• _PROBLEM DESCRIPTION_:
Answer these from the post below:
(a) What was the writer searching for in the room attached to the kitchen?
(b) What did the plastic bin hold?
(c) What showed that the bin's contents had been set aside for more than a brief time?

• _PAGE TEXT_:
______

Friday, August 1, 2014

Recipes for Disaster

    I was looking for something that I couldn't find, out in the room attached to the kitchen: first a garage, then a playroom, later a storage room, and now a place where things go to die.  I couldn't find what I was looking for, a newspaper article about St. Peter's Hospital, and maybe that was for the better. (I'm bitter about some things.)  I came across a plastic bin containing  files and notebooks of recipes and cooking manuals.  It doesn't seem like too long ago that I put them out there, just for a while I thought at the time.  But the musty smell belied that they had been cast aside for only a brief time.

______

• _DATA_:
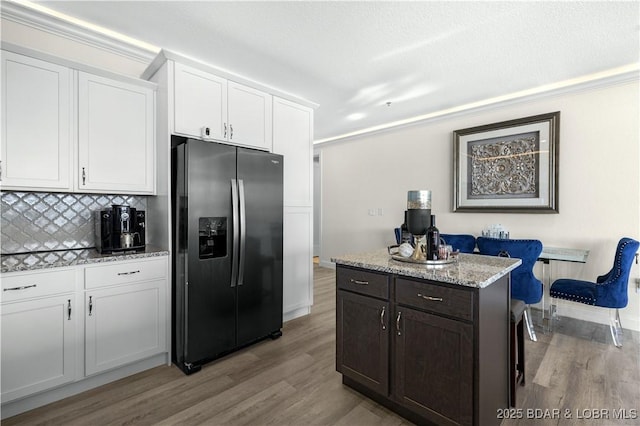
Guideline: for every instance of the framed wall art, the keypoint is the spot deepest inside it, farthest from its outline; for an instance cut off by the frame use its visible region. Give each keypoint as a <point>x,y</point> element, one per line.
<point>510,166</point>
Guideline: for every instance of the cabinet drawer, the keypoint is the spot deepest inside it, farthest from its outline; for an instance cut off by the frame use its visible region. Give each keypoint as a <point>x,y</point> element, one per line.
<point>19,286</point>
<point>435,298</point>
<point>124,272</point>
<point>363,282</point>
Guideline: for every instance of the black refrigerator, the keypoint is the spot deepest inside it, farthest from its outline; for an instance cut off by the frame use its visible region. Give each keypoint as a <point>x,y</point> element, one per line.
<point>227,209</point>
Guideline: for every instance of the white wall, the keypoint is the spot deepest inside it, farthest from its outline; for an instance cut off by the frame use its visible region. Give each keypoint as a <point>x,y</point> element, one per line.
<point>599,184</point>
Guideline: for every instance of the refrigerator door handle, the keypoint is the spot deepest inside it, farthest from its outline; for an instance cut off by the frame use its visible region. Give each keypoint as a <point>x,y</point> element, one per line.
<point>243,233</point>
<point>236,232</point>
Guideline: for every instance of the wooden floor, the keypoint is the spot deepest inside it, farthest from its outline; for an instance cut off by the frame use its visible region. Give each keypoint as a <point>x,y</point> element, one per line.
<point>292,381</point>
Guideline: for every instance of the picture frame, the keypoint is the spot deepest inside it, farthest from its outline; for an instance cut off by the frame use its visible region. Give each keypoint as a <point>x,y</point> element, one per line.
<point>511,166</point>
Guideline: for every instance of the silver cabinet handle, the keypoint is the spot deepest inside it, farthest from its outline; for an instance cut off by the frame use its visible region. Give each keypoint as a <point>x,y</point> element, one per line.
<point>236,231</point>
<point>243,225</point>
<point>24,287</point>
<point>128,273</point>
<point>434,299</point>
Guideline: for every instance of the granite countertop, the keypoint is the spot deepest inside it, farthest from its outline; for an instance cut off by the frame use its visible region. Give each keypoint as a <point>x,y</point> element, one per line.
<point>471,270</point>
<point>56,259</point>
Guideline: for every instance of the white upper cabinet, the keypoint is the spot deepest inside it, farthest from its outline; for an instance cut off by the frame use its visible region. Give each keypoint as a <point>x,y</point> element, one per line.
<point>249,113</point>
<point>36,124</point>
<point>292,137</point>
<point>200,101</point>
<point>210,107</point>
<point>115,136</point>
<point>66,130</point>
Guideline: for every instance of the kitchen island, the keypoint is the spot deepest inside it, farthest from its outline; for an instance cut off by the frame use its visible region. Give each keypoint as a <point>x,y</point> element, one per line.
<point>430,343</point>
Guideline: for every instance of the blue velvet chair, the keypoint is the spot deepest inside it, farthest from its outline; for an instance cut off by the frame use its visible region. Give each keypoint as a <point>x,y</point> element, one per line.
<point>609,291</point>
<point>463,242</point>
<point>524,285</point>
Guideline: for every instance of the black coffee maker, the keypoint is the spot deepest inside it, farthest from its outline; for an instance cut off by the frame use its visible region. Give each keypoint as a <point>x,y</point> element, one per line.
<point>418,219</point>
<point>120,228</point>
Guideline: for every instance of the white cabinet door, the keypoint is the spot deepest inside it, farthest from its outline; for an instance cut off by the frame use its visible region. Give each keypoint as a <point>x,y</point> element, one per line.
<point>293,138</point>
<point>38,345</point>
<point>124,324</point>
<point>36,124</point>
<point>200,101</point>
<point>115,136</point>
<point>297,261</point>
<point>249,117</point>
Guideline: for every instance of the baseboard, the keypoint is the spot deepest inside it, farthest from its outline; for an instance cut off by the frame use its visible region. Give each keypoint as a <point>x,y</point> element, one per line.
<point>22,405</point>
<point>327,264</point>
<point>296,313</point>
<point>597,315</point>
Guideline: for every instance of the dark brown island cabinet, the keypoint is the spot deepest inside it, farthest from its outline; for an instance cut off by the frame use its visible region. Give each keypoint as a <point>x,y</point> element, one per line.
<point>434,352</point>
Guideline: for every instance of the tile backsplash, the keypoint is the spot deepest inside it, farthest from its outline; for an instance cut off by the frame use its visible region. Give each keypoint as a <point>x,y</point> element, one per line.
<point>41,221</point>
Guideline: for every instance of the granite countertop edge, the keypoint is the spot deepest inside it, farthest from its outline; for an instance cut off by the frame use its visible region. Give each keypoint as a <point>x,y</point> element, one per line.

______

• _TASK RESULT_:
(a) A newspaper article about St. Peter's Hospital
(b) Files and notebooks of recipes and cooking manuals
(c) The musty smell